**DATA RECORDS:**
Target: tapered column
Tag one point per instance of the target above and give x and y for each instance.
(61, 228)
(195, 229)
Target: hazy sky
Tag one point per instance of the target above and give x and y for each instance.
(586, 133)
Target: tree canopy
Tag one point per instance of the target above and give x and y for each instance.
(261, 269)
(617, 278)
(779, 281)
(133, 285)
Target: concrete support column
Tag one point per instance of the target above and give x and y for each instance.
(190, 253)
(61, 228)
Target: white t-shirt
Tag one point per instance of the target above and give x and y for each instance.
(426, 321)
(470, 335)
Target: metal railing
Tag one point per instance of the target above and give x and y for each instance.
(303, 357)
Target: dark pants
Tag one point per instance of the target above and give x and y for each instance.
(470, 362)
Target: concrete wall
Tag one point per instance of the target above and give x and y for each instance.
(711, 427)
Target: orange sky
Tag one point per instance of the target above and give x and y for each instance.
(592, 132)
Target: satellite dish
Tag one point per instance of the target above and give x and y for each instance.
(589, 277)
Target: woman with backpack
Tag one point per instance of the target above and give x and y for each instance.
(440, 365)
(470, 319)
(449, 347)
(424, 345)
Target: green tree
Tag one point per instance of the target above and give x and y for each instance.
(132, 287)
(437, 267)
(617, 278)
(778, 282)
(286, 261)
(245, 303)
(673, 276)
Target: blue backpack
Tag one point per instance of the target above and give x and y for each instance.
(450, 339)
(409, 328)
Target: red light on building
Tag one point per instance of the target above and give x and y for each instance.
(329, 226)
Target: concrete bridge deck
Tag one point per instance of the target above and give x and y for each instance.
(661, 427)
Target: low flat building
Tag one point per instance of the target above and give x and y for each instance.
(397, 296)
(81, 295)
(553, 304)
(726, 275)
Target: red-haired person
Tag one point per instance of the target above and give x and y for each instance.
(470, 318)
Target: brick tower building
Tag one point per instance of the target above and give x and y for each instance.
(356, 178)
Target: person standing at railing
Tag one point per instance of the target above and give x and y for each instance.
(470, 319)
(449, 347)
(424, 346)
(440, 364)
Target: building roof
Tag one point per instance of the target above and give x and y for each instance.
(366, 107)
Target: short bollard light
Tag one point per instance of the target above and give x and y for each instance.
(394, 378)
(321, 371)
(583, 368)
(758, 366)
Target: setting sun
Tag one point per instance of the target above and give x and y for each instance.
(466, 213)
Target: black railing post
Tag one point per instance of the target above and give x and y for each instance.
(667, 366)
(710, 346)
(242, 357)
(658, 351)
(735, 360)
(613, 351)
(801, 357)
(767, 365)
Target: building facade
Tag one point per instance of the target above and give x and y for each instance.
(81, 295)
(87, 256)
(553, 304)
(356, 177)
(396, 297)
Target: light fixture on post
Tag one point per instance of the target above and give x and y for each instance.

**PROBLEM DETAILS:** Rewrite the rows starting at the row that contains "Target: person standing at railing" and ending at the last row, substituting "building front" for "building facade" and leaving everything else unchanged.

**REPLY TO THE TASK:**
Target: person standing at railing
Tag one point per instance of the target above and give x and y for each instance.
(470, 319)
(449, 347)
(424, 346)
(440, 364)
Target: building roof
Tag one point per instance of the target above and give x and y for each instance.
(366, 107)
Target: short bollard light
Tag one point per instance of the target above and give x and y for each instance.
(394, 378)
(321, 371)
(583, 368)
(758, 366)
Target: setting sun
Tag one point per instance of the target above and give x and y for each instance.
(466, 213)
Target: black railing post
Tag one point per instance of the target above and give x and y for each instance.
(667, 366)
(710, 346)
(242, 357)
(658, 351)
(735, 360)
(613, 351)
(801, 357)
(767, 365)
Target: building front
Tag one point per instance of the target above and give x and y for each instance.
(81, 295)
(87, 256)
(553, 304)
(356, 177)
(396, 297)
Target: light fixture on post
Tag one point per instance of the target above and give x and y for each instance.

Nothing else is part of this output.